* **Exercise set**:
- 1) From the text about "Somebody Get Me a Doctor," list every songwriter credited for the song.
- 2) Go on with the text about "Somebody Get Me a Doctor," picking up after its last sentence.

- Japanese single cover

Single by Van Halen

from the album Van Halen II
- B-side: "Women in Love..."
- Released: August 1979 (Japan)
- Recorded: December 1978 – January 1979
- Studio: Sunset Sound Recorders, Hollywood
- Genre: Hard rock
- Length: 2:52
- Label: Warner Bros.
- Songwriters: Michael Anthony; David Lee Roth; Alex Van Halen; Edward Van Halen;
- Producer: Ted Templeman

Van Halen singles chronology
| "Beautiful Girls" (1979) | "Somebody Get Me a Doctor" (1979) | "And the Cradle Will Rock..." (1980) |

= Somebody Get Me a Doctor =

"Somebody Get Me a Doctor" is a 1979 song by Van Halen. It is the third song on their second album, Van Halen II.

Natural-language object grounding data:

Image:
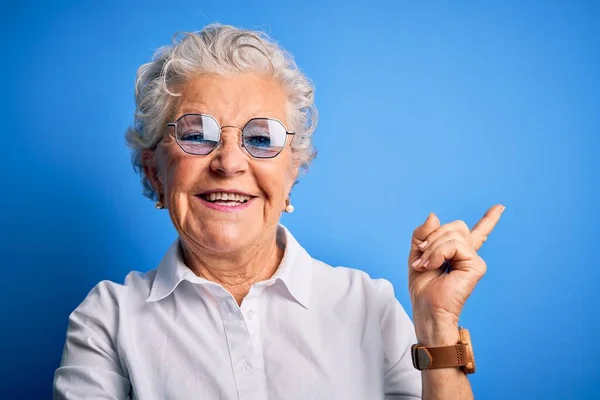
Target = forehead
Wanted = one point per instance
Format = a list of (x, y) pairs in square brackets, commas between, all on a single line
[(233, 100)]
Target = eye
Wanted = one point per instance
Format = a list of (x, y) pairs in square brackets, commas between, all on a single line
[(258, 140), (192, 136)]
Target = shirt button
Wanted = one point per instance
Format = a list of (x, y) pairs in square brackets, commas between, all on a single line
[(246, 365)]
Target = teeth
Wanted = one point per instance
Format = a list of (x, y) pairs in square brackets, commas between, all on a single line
[(224, 196)]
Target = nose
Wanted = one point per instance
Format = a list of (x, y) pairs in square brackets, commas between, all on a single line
[(229, 158)]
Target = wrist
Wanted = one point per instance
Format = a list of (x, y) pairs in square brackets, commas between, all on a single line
[(436, 330)]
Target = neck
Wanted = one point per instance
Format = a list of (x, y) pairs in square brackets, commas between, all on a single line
[(239, 270)]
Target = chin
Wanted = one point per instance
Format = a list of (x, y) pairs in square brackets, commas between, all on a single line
[(225, 236)]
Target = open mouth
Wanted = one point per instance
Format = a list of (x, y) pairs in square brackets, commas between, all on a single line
[(225, 198)]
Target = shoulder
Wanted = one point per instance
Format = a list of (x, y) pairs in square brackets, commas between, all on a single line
[(345, 282), (107, 298)]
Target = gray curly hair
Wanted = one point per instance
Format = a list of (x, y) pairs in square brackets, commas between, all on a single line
[(221, 50)]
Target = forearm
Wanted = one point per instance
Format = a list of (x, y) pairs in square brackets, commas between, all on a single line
[(443, 383)]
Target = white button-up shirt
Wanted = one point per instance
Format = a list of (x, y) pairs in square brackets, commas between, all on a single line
[(309, 332)]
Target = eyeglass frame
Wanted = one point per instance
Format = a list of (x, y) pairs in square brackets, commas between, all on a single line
[(243, 145)]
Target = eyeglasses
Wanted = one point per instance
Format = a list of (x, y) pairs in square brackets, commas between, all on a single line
[(200, 134)]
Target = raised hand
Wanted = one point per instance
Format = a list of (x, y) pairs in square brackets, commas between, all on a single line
[(444, 268)]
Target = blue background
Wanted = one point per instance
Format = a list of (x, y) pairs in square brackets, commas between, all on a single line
[(465, 104)]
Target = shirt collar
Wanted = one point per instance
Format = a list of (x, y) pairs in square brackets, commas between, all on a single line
[(295, 271)]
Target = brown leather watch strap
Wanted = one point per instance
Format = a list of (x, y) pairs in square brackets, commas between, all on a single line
[(448, 356), (458, 355)]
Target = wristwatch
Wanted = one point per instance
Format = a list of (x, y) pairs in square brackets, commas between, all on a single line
[(459, 355)]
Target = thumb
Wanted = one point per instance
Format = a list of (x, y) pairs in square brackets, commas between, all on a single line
[(422, 232)]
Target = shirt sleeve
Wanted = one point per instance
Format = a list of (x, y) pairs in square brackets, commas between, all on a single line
[(401, 379), (90, 366)]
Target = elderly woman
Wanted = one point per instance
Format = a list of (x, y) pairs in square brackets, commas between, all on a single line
[(237, 309)]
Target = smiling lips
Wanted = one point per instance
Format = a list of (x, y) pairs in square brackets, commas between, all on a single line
[(227, 201), (226, 198)]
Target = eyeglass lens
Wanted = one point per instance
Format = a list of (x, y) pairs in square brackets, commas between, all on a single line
[(200, 134)]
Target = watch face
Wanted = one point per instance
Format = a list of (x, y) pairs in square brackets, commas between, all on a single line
[(421, 357)]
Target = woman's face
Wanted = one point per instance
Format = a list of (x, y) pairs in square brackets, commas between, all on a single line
[(184, 179)]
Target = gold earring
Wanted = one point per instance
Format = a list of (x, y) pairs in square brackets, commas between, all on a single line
[(289, 208)]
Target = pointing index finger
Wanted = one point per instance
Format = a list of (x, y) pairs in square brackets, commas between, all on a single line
[(486, 225)]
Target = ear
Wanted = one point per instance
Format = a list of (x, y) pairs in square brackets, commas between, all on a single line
[(150, 165)]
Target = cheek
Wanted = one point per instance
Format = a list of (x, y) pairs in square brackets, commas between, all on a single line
[(180, 173)]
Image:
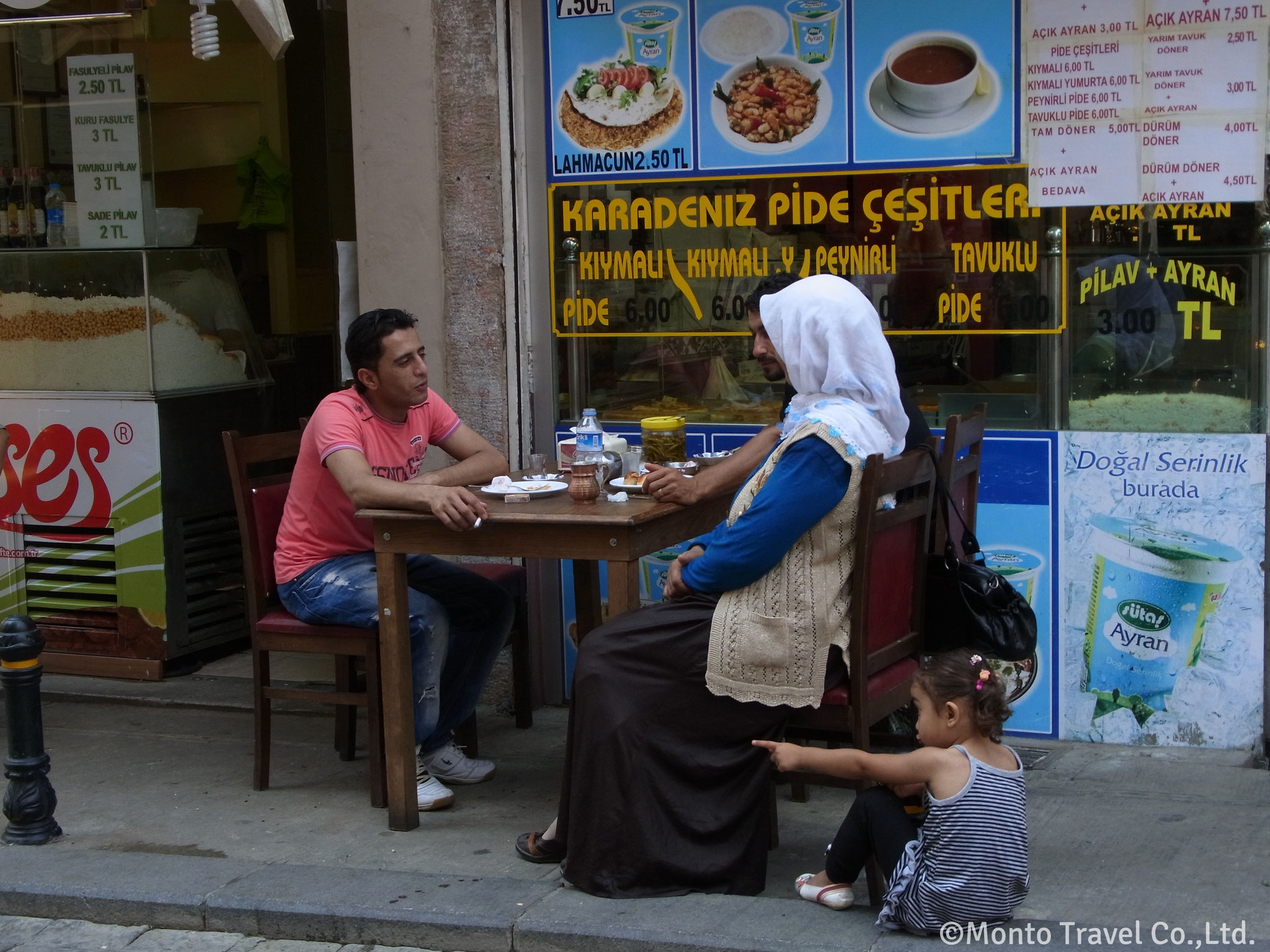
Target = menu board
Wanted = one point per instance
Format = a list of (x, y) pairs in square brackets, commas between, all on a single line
[(1146, 100), (103, 107), (660, 89), (950, 252)]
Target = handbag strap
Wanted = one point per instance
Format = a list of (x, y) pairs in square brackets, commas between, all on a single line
[(969, 544)]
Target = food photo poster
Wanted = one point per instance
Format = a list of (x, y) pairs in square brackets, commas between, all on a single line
[(665, 89), (934, 82), (1161, 588), (620, 102), (771, 84)]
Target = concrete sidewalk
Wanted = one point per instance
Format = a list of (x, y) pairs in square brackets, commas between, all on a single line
[(163, 829)]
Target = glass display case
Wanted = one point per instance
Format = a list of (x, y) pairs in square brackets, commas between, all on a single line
[(158, 322)]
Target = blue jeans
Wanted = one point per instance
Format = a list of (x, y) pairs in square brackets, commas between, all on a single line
[(459, 624)]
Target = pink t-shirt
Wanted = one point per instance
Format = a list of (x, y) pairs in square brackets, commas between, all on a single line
[(319, 521)]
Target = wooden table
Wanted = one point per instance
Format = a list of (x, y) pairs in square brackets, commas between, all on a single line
[(553, 527)]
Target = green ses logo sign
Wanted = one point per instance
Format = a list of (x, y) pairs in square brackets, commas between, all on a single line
[(1143, 615)]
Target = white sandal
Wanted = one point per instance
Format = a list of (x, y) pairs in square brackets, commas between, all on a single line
[(837, 895)]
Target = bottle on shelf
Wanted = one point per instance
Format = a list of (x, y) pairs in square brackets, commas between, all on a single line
[(55, 206), (590, 438), (17, 209), (4, 207), (36, 207)]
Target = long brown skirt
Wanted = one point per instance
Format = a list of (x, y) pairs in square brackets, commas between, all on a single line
[(664, 792)]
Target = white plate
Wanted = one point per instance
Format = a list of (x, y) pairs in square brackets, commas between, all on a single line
[(619, 487), (888, 112), (719, 111), (517, 488), (780, 33)]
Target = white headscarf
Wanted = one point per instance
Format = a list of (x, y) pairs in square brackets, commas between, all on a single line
[(836, 357)]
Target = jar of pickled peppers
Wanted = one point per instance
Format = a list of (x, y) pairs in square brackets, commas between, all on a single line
[(666, 439)]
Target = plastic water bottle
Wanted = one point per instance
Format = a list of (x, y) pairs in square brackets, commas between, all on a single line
[(590, 438), (55, 202)]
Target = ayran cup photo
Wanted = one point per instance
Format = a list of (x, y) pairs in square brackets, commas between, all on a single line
[(933, 74)]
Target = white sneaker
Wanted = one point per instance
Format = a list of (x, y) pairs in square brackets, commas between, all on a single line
[(433, 795), (450, 764), (837, 895)]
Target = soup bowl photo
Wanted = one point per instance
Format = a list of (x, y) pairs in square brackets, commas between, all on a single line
[(933, 74)]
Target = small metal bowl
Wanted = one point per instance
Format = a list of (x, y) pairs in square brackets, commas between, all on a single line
[(686, 469), (711, 459)]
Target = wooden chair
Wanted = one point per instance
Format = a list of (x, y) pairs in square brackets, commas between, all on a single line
[(259, 501), (887, 604), (961, 464)]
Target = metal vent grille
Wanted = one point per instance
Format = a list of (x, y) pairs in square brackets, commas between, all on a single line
[(74, 573), (215, 599)]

* **Exercise responses**:
- 1) Michael Anthony, David Lee Roth, Alex Van Halen, Edward Van Halen

- 2)
The main riff for the song had already been composed by 1974, as evidenced by a home recording. "Somebody Get Me a Doctor" was one of the first Van Halen songs to be written, alongside "Runnin' with the Devil", and it was included on a 1976 demo arranged by Gene Simmons of Kiss. It was one of the early favorites of their stage show. However, it was not selected to be included on their first album by producer Ted Templeman. According to Eddie Van Halen, the song is about "being high and feeling good and ODing and stuff like that."

The song was only released as a single in Japan under the title "Hissatsu no Hard Love" (必殺のハード・ラヴ, Hissatsu no Hādo Ravu). Author Chuck Klosterman ranked it the 23rd-best Van Halen song, calling it "something close to an adrenalized Tony Iommi riff with a Randy Rhoads solo jammed up the gullet." Rolling Stone included it on its list of the 20 Insanely Great Van Halen Songs Only Hardcore Fans Know, calling it "the loud and loose climax of Van Halen II" and praising David Lee Roth's vocals, saying he "has rarely squealed, squawked and screamed as exuberantly, as he does here while celebrating his own near demise." Rolling Stone Australia listed "Somebody Get Me a Doctor" as among Eddie Van Halen's top 20 guitar solos.